TASK PROMPT
Return exactly the span of lines that opens with the line containing "the blue sky in the photo above." and closes with the last line of the data, inclusive.

===== DATA LISTING

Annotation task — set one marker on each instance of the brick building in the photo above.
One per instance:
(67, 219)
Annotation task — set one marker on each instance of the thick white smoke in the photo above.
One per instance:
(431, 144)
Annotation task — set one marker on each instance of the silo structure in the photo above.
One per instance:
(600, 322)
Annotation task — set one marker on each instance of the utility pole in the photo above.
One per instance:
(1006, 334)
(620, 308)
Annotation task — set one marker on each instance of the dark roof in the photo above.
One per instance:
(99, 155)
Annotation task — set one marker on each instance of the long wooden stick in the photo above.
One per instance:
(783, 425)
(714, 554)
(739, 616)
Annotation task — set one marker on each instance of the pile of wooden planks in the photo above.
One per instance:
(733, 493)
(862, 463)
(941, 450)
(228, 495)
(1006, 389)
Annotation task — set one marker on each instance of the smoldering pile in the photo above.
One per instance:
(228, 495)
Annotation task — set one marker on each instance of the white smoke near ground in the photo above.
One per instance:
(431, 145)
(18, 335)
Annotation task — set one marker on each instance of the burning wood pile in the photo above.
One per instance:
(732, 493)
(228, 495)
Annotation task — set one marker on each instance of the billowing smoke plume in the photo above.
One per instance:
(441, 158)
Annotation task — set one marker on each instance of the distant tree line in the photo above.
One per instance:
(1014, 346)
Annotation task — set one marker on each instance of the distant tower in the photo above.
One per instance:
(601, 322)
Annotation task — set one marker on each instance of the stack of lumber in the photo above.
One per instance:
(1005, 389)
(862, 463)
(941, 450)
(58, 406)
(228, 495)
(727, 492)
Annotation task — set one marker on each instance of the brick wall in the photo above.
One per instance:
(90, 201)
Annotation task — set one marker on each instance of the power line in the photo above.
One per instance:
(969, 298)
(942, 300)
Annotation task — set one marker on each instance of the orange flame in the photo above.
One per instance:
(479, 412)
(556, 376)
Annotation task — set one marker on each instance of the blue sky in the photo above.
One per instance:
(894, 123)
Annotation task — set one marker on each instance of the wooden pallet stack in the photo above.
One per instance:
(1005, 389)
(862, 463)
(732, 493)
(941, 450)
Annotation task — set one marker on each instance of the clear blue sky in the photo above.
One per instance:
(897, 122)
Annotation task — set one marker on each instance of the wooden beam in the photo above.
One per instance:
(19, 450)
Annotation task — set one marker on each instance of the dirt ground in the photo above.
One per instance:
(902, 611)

==========

TASK SOLUTION
Annotation task — set one marker on each instance of the blue sky in the photo above.
One per instance:
(894, 123)
Annotation task — set one marker on each instance of the wooden pallet stack in the photo above.
One per instance:
(1005, 389)
(862, 463)
(732, 493)
(941, 450)
Annotation task — set one marker on each instance of the clear blue sky in the photo above.
One per instance:
(897, 122)
Annotation task — set one marker on each instance of the wooden beam in the photo above.
One per instance:
(19, 450)
Annotation task — set one marker on each instance of the dirt ground in the photo above.
One per instance:
(902, 611)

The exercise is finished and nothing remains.